# CHALLENGE A:
According to the excerpt about Christopher Marlowe, how old was Marlowe when his first play was staged?

--- BEGIN EXCERPT PROVIDED ---

Everyone imitated Marlowe. His first play, Tamburlaine, was staged when he was 23, and its success can most readily be gauged by its imitators. As David Riggs notes in his new biography, The World of Christopher Marlowe, within the next couple of years three new plays were staged that were more or less direct copies of Marlowe’s original, while Shakespeare wrote his early Henry VI plays under the influence of Marlowe’s style. A decade later, as the church authorities burned copies of Marlowe’s semipornographic love poems in the streets, Shakespeare again returned to imitating his predecessor in As You Like It. Marlowe’s contemporaries regarded him with a mixture of awe and fear; as his friend Thomas Nashe wrote, “No leaf he wrote on but was like a burning glass to set on fire all his readers.”

--- END EXCERPT PROVIDED ---
--- BEGIN EXERCISE DATA ---

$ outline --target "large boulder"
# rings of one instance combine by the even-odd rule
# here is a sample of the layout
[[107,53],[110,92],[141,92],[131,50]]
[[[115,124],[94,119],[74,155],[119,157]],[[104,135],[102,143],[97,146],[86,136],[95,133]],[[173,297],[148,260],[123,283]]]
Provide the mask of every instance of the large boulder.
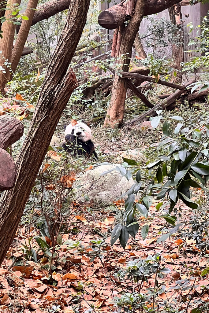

--- END EXERCISE DATA ---

# CHALLENGE B:
Reproduce the entire labeled area outline listing above word for word, leaving out any pictures.

# COMPLETE RESPONSE A:
He was 23.

# COMPLETE RESPONSE B:
$ outline --target "large boulder"
# rings of one instance combine by the even-odd rule
# here is a sample of the layout
[[107,53],[110,92],[141,92],[131,50]]
[[[115,124],[94,119],[74,155],[119,157]],[[104,135],[102,143],[97,146],[86,136],[95,133]],[[173,297],[148,260],[123,283]]]
Provide the mask of every instance of the large boulder.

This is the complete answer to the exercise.